▶ **REQUIREMENTS**
Please retype the records below exactly, leaving out any pictures.

-- start of DATA LINES --

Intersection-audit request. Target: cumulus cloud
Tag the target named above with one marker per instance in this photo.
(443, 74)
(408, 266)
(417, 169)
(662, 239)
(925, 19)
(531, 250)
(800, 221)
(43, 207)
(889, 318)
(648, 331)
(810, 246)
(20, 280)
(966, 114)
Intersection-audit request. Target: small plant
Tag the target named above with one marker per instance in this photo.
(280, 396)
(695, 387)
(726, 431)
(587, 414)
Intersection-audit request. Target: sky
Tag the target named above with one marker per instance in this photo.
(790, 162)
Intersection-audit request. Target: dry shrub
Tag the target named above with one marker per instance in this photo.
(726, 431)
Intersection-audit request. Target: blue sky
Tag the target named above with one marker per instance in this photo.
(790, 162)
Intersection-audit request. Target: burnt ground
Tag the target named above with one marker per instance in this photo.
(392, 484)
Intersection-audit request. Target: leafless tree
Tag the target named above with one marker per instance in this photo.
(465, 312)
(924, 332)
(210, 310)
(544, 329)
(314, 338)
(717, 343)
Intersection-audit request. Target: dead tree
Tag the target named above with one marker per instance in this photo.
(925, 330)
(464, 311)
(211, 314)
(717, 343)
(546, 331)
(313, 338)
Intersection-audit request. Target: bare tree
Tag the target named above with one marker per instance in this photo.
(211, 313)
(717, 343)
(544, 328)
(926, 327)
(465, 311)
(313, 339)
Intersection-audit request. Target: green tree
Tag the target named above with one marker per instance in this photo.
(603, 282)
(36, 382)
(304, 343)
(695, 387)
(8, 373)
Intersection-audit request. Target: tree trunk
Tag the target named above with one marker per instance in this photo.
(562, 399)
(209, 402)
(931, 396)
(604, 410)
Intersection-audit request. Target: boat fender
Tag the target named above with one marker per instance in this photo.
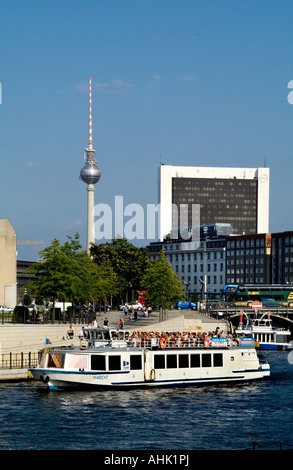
(163, 343)
(44, 378)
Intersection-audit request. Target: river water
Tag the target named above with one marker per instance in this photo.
(229, 417)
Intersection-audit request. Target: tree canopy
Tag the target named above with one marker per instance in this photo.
(127, 261)
(67, 272)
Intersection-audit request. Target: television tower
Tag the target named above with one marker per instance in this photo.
(90, 174)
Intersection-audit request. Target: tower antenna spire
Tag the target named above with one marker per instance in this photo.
(90, 174)
(90, 116)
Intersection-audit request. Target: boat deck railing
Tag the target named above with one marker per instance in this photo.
(163, 343)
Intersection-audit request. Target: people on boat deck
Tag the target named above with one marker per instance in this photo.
(70, 332)
(178, 339)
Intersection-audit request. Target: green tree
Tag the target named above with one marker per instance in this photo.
(162, 284)
(127, 261)
(67, 272)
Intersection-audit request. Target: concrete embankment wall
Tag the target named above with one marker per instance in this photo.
(18, 339)
(30, 338)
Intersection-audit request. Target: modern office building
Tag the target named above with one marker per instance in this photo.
(237, 196)
(248, 259)
(204, 265)
(282, 258)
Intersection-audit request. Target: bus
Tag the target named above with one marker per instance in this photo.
(247, 294)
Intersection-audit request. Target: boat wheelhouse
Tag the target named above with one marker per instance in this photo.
(111, 358)
(265, 335)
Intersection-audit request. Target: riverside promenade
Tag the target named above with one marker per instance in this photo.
(19, 344)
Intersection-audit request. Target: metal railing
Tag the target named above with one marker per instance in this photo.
(18, 360)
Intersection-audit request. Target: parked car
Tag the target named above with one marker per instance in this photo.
(136, 305)
(185, 304)
(102, 308)
(31, 307)
(5, 309)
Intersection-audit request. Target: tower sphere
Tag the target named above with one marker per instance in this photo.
(90, 173)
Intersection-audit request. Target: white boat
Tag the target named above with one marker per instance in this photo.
(265, 336)
(111, 358)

-- end of DATA LINES --

▶ **SOLUTION FOR THIS EXERCISE**
Intersection-audit request. Target: cumulus cloud
Tag the target named above with one marker per instance in this photo.
(443, 74)
(408, 266)
(417, 169)
(662, 239)
(925, 19)
(531, 250)
(800, 221)
(43, 207)
(889, 318)
(648, 331)
(810, 246)
(20, 280)
(966, 114)
Intersection-audit request. Target: small plant
Tag the target named above with one marker per instance in this photo.
(280, 396)
(695, 387)
(726, 431)
(587, 414)
Intersection-audit request. Target: sky
Tag the target named above with one marker per instance in this photo.
(790, 162)
Intersection-audit request. Target: dry shrub
Tag the target named above with one marker per instance in this photo.
(726, 431)
Intersection-audit request. Target: blue sky
Tag the target named above with one marker per instance in this photo.
(790, 162)
Intersection-audit request. Target: burnt ground
Tag the target named above with one marker per instance in this photo.
(392, 484)
Intersection-audit request. Target: leafless tree
Tag the target named above with one marker per instance in this photo.
(465, 312)
(924, 332)
(210, 310)
(544, 329)
(314, 338)
(717, 343)
Intersection-audit request. Target: dead tree
Tag the target named above with one marker per instance in this photo.
(925, 330)
(464, 311)
(211, 314)
(717, 343)
(546, 331)
(313, 338)
Intersection-audit request. Target: bare tree
Tag the target named above with one marker per instance in this photo.
(211, 313)
(717, 343)
(544, 328)
(926, 327)
(465, 311)
(313, 339)
Intersection-audit request. Target: green tree
Tag the target named above with one marker per instance in this photo.
(603, 282)
(36, 382)
(304, 343)
(695, 387)
(8, 373)
Intersection-audit request. Target: tree trunk
Tag the target named above with one marker per instance in this photo.
(562, 399)
(209, 402)
(931, 396)
(604, 410)
Intersection-audit request. Target: boat fender
Tag the target named above with one marker per instance in this photo.
(163, 343)
(44, 378)
Intersection-audit request. Target: river water
Tag the target named above with one marker per instance in this photo.
(229, 417)
Intersection-audit request. Target: tree canopy
Tag the target named above with one marker per instance in this photo.
(127, 261)
(67, 272)
Intersection-audit request. Target: television tower
Tag the target named above with one marker per instance in this photo.
(90, 174)
Intersection-audit request. Target: tower antenna spire
Tag the target named above with one marker per instance in this photo.
(90, 174)
(90, 116)
Intersection-audit request. Target: boat deck railing
Tag the target named above with one marker per instance in this photo.
(163, 343)
Intersection-audit request. Target: people on boat deck
Tag the target named above with one marker per instance in this photo.
(70, 332)
(178, 339)
Intersection-audit request. Target: green tree
Tag the target named above with one marker per instance in this photo.
(162, 284)
(127, 261)
(67, 272)
Intersection-audit request. Target: concrete embankment wall
Tag the target named above with one marker per instance in this photo.
(18, 339)
(30, 338)
Intersection-audit request. Target: modern office building
Tag the target named above with one marker per instance in this photo.
(237, 196)
(248, 259)
(204, 265)
(282, 258)
Intersection-audit request. Target: bus
Tag the target named above with one marker per instance in this photo.
(247, 294)
Intersection-audit request. Target: boat wheelhouse
Tag the target named above with one marker per instance in this photo.
(111, 358)
(265, 335)
Intersection-audit request. Target: riverside promenade
Tag the target named above with one marker per instance in this photo.
(19, 344)
Intersection-audit request. Target: metal railing
Tag the target named above with one marker per instance in this photo.
(18, 360)
Intersection-audit request. Target: parked car
Tag the target named above with one marker per instance in this photo.
(136, 305)
(185, 304)
(102, 308)
(31, 307)
(5, 309)
Intersection-audit request. Target: tower sphere
Tag the target named above with one marker per instance in this photo.
(90, 173)
Intersection-audit request. Target: white boat
Tag the target named above with one marker per instance in this photo.
(265, 336)
(111, 358)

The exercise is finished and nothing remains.